* _Given instruction_
Display each line of the records below that contains the word "dancer". Case counts.

↓↓↓

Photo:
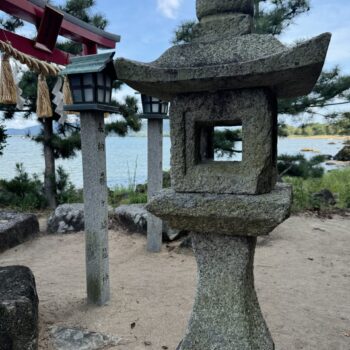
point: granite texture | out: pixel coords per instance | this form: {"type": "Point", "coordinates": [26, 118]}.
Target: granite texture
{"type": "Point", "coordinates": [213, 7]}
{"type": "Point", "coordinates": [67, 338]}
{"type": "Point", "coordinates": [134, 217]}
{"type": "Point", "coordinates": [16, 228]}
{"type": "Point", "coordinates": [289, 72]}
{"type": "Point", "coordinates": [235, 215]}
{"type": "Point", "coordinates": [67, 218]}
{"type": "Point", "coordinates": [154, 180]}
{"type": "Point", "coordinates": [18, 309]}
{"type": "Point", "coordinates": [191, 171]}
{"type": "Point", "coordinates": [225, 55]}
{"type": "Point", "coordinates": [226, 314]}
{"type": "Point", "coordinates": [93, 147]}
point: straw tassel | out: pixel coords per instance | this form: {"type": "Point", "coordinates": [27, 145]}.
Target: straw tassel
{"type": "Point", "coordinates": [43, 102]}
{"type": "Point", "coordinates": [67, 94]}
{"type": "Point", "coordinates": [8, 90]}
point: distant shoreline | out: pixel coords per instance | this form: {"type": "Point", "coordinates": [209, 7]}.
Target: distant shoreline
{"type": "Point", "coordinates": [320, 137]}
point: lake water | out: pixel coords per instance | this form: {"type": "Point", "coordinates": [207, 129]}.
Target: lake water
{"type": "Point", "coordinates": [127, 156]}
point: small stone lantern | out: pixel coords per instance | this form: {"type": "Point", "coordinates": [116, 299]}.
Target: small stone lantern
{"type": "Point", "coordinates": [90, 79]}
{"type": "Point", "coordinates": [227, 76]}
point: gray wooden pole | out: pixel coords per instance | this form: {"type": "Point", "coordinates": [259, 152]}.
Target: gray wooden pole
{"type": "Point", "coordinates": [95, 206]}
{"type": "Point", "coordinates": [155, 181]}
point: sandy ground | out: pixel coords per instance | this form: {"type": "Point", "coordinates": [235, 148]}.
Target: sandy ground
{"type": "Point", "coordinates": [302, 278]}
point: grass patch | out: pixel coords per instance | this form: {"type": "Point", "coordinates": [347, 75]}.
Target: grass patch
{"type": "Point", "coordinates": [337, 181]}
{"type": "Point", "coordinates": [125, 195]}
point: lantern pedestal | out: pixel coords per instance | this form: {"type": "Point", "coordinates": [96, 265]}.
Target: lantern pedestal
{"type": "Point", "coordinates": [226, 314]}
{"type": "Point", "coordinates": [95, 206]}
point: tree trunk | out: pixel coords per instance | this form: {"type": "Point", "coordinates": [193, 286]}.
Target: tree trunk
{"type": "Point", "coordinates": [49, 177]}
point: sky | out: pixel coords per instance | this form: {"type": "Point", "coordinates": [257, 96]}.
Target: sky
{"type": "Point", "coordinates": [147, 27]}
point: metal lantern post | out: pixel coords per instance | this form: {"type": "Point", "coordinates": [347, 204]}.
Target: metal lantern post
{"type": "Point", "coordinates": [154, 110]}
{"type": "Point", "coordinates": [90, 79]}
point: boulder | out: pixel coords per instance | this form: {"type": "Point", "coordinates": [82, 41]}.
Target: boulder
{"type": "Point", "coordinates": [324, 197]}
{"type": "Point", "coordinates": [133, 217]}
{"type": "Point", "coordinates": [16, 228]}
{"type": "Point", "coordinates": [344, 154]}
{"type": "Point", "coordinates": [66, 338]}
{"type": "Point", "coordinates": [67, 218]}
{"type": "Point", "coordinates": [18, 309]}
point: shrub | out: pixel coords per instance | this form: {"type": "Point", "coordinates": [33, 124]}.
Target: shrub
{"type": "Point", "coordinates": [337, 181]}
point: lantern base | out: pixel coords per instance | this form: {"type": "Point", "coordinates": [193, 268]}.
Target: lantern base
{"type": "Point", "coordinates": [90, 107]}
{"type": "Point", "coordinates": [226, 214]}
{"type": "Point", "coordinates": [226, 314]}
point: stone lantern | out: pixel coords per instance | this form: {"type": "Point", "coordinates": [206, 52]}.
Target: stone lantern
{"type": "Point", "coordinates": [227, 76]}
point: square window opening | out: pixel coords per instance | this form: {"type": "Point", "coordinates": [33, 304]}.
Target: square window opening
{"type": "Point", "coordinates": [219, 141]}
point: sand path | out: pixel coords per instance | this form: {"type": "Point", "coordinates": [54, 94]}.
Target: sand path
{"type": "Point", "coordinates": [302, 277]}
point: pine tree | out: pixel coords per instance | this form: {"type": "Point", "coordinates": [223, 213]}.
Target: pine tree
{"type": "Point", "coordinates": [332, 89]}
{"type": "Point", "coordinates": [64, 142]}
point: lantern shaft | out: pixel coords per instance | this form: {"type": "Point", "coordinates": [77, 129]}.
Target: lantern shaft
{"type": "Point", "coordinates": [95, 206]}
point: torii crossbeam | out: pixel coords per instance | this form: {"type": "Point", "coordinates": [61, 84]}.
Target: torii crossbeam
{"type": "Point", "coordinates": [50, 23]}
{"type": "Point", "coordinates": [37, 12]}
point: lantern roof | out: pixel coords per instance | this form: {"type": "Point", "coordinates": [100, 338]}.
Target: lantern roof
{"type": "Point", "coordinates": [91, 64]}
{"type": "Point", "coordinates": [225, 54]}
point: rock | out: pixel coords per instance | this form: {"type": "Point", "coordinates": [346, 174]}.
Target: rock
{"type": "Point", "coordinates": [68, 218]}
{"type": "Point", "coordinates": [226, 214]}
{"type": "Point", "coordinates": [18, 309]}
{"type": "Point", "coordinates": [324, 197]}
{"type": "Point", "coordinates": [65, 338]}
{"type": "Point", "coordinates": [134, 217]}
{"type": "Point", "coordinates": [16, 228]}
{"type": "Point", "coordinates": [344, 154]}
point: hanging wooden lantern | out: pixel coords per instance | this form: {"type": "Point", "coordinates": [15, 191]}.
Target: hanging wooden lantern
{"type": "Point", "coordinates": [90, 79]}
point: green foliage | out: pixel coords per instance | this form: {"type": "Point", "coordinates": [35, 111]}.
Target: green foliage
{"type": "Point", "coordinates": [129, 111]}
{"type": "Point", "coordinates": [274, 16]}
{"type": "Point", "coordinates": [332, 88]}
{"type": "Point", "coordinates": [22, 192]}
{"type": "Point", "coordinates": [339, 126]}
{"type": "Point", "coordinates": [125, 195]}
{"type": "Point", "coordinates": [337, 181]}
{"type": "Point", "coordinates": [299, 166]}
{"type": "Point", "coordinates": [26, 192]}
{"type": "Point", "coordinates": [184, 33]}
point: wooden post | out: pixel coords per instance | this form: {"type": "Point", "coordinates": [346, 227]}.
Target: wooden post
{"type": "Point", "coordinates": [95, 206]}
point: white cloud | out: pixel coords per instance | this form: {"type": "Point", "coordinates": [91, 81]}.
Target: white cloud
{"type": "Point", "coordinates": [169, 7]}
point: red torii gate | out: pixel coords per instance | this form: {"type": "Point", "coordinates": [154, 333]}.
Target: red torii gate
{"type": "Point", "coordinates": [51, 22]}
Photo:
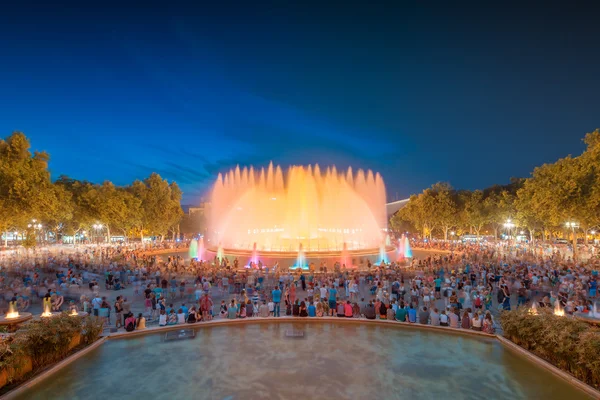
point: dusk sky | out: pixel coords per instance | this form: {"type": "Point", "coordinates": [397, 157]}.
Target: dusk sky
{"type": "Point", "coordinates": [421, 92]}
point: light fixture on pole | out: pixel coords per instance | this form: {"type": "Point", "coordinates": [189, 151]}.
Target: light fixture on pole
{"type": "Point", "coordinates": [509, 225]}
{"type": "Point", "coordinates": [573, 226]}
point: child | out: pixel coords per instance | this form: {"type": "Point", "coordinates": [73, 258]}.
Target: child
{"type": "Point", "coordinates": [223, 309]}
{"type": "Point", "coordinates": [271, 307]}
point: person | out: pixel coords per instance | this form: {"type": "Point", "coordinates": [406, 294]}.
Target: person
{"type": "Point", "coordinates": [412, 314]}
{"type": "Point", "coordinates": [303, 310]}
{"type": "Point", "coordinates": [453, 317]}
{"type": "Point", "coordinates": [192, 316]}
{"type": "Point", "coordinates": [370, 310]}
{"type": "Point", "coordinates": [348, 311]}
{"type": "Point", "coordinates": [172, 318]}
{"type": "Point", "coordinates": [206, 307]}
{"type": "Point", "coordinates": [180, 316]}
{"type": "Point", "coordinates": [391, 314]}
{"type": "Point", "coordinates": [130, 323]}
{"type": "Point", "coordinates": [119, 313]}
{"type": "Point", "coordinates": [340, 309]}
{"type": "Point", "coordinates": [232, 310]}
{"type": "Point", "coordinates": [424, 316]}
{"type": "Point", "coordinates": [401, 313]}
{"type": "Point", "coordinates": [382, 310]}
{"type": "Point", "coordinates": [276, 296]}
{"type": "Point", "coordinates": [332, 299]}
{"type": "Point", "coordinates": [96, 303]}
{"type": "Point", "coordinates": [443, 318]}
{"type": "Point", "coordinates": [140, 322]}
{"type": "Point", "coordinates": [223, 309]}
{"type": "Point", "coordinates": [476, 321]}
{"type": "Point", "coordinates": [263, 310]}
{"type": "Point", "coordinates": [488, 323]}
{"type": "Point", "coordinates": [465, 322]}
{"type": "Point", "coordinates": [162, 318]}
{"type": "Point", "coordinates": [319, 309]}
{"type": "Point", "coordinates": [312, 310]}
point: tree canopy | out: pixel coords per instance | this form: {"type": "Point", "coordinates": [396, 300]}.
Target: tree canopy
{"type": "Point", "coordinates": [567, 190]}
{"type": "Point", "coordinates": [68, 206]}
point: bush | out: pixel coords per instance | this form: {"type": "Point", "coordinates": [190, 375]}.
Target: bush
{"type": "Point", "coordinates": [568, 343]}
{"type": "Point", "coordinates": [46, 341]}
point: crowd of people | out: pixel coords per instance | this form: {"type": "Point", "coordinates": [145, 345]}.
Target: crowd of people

↑↑↑
↓↓↓

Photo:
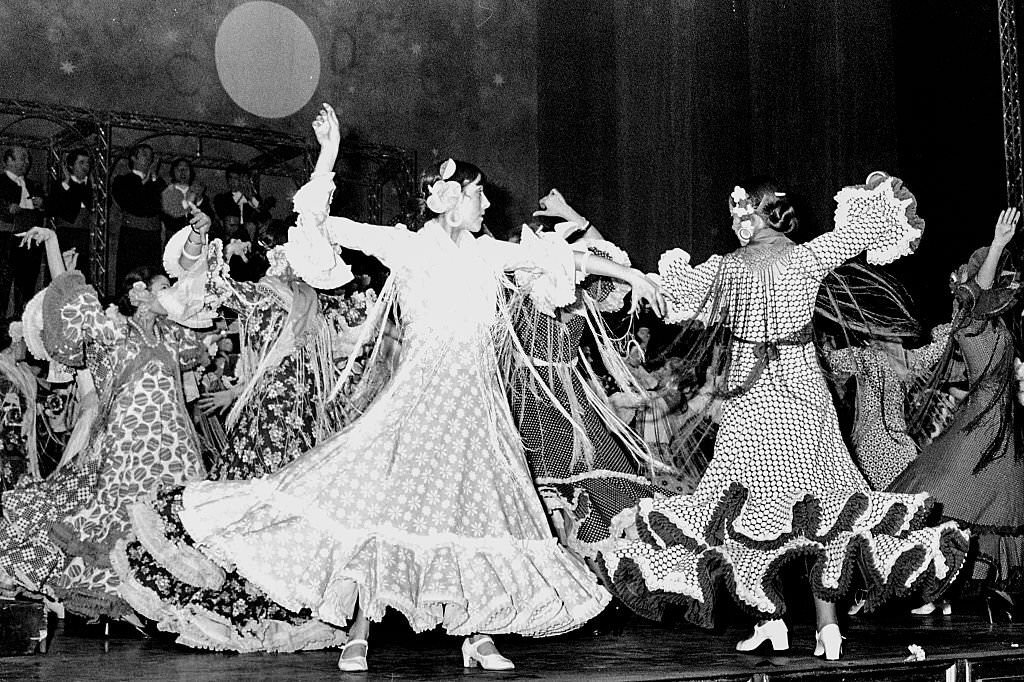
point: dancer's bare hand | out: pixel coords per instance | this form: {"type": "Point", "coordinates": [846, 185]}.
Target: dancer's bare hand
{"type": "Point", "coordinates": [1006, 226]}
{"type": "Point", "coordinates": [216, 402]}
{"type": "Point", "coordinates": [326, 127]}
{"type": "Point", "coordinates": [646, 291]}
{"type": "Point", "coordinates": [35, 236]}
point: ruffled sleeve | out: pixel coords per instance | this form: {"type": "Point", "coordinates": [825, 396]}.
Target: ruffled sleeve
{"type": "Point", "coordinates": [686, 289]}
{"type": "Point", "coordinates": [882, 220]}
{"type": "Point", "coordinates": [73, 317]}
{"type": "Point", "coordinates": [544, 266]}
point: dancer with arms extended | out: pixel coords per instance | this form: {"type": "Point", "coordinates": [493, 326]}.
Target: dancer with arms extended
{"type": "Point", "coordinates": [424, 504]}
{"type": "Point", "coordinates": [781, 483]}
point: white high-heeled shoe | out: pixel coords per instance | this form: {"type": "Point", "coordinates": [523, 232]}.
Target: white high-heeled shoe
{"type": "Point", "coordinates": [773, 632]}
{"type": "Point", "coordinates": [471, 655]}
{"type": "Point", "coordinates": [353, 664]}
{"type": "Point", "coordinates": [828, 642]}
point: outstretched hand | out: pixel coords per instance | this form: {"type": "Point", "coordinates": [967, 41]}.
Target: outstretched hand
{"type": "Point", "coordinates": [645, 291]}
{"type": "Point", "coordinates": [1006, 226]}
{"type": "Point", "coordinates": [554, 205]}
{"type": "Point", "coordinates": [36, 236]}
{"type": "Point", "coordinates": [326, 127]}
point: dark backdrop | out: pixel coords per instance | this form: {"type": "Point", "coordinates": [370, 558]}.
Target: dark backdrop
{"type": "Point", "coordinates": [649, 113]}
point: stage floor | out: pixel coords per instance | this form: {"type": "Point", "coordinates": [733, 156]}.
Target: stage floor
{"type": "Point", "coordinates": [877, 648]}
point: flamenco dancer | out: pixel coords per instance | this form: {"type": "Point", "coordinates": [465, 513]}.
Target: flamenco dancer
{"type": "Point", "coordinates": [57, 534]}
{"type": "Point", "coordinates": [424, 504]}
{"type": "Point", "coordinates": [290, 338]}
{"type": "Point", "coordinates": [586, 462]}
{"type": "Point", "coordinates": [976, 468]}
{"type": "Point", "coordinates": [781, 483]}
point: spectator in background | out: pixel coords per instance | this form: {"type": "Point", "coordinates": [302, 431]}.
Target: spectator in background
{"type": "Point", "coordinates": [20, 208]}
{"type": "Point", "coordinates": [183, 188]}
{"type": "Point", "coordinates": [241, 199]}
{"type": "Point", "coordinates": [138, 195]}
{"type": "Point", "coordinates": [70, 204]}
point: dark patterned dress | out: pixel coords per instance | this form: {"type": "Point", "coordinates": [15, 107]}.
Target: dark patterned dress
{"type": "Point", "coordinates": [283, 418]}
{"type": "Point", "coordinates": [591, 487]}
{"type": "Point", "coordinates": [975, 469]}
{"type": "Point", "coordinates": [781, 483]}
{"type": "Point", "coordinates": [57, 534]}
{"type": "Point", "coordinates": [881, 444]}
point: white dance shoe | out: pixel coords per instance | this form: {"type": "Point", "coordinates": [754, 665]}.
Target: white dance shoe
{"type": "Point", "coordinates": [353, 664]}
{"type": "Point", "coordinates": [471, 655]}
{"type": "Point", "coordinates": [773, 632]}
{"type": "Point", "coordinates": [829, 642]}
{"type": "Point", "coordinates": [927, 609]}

↑↑↑
↓↓↓

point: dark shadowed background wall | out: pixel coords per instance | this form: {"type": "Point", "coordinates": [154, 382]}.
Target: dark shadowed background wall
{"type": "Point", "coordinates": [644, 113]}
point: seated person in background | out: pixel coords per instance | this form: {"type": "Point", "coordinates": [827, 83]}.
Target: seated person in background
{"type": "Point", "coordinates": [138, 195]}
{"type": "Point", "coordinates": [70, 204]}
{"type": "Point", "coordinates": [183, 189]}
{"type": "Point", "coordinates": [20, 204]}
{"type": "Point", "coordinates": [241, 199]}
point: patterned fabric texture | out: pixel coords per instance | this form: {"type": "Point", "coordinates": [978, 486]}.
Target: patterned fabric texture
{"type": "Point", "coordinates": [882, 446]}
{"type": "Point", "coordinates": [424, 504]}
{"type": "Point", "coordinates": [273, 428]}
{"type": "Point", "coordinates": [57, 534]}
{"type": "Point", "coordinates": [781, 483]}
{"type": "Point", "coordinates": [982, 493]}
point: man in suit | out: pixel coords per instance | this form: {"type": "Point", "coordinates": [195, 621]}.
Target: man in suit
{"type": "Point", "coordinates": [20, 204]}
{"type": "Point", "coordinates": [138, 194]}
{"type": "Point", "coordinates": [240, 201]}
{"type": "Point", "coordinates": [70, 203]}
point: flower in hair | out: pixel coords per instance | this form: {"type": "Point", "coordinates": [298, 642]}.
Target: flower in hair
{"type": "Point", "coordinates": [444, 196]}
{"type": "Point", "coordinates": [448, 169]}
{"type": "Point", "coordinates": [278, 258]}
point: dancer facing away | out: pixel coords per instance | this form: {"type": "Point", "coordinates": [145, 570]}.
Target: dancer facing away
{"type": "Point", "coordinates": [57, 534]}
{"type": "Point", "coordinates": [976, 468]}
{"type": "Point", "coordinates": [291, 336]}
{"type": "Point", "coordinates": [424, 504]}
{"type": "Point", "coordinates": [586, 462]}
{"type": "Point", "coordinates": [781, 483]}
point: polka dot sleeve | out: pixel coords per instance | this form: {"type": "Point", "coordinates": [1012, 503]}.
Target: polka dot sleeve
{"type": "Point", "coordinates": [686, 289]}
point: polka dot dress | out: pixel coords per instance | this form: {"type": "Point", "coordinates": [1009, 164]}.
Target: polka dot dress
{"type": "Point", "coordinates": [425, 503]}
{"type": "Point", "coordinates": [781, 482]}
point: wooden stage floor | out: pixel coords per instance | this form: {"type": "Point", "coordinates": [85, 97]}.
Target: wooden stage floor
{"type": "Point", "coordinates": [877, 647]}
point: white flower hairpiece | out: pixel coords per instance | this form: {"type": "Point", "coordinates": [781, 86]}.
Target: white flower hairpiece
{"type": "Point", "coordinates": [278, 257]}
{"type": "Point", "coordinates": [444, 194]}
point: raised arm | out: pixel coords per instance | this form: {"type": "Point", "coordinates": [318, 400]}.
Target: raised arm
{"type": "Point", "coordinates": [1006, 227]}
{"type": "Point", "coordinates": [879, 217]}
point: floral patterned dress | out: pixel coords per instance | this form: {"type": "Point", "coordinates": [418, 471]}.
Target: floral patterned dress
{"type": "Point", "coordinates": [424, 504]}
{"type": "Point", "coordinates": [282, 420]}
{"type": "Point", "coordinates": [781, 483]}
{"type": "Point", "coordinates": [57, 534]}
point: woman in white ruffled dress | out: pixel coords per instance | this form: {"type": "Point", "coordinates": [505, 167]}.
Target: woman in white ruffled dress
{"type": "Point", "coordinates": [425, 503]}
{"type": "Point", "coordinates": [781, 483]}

↑↑↑

* _The completed task_
point: dancer's bare hand | out: pixel coords per instance | this form: {"type": "Point", "coordinates": [846, 185]}.
Target: dancer's bare hand
point: dancer with arms extended | out: pixel coords per instance | this form: {"type": "Point", "coordinates": [493, 326]}.
Target: dancer with arms extended
point: flamenco dancer | out: pixel coords per instance | this form: {"type": "Point", "coordinates": [465, 513]}.
Target: flamenco dancer
point: dancer facing away | out: pixel coords per instance | this form: {"type": "Point", "coordinates": [145, 570]}.
Target: dancer facing away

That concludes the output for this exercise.